_What the task asks_
In your reply, reproduce every line of the data without any alteration.

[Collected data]
· · · ·

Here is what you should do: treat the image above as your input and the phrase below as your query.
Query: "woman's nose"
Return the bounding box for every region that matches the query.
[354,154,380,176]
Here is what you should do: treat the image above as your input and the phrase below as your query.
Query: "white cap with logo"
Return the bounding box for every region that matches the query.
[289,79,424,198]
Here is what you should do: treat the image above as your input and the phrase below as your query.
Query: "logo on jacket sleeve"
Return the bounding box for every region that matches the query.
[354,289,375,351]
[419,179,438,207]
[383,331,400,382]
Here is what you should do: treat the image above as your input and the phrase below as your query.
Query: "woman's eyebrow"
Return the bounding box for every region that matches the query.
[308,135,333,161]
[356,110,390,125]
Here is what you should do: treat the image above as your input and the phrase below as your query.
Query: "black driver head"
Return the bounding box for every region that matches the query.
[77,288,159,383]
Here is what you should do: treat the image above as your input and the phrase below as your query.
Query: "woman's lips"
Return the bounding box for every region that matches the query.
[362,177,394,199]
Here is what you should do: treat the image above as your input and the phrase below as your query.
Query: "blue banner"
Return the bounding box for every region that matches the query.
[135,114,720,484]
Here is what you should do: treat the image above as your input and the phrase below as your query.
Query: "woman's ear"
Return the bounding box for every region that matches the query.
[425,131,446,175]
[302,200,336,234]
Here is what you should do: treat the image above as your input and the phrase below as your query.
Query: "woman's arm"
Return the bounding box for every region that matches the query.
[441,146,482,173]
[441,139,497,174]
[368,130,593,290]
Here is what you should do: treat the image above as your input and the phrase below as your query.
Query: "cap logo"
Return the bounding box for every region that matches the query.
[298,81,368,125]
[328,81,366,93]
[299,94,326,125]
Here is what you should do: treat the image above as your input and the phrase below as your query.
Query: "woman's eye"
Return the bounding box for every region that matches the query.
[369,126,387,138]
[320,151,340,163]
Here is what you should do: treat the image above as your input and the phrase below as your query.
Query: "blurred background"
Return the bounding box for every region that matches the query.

· · · ·

_Worked solution_
Here is what you should do: treat the image above as your input and the phrase below as your query.
Query: "woman's nose"
Return the bounding box for every region that matches the query.
[354,154,380,176]
Here is what you should do: treat the image above as your input and the phrase below as your query.
Query: "white cap with logo"
Return the bounding box for every region that matches the query.
[289,79,424,198]
Here is what you should do: treat the image above as your input and the phrase below as your query.
Query: "logo on jacket sleeve"
Return the bounding box for every region that matches the query.
[354,289,375,351]
[419,179,438,207]
[383,331,400,382]
Here is what you should do: treat the image above as your input and the phrase below as your query.
Query: "woman's eyebrow"
Return the bounding box for every region that matches the query.
[308,135,333,161]
[356,110,390,125]
Here is what you should do: treat the image above as your input and the phrase below as your query.
Query: "black driver head"
Return the bounding box for every region that matches the query.
[77,288,159,383]
Here is what you should do: treat the image above as your input and the phrase below as your query.
Query: "woman's lips"
Return the bounding box for every region that matches the query.
[362,177,394,199]
Here is what you should do: treat the image above as your input and the phrase below as your query.
Query: "blue banner"
Return the bounding box for every region that matches the query.
[135,114,720,484]
Here is what you should do: treat the image above as your input and the phrase below as your query.
Query: "woman's ear"
Return the bounding box for every region that matches the query.
[425,131,446,175]
[302,200,336,234]
Here is what you should do: treat the image above as your input and the phrase below as your query.
Query: "woman's arm"
Return the bounding box for every region that matches the query.
[441,146,482,173]
[441,139,497,174]
[368,130,593,290]
Here is what you should do: treat the image above as your input and the phrase below as your query.
Query: "cap logo"
Return the bounding box for every region that matches the query.
[298,81,368,125]
[328,81,366,93]
[299,94,326,125]
Here is what you should do: treat the image above as your input and the phrase below as your query.
Query: "woman's eye"
Return the bounding box for every region that matches the query.
[369,126,387,138]
[320,151,340,163]
Here is what you should do: treat the image above as your input and the phrase below as your query.
Query: "blurred background"
Return the bounding box for every region that matches the query.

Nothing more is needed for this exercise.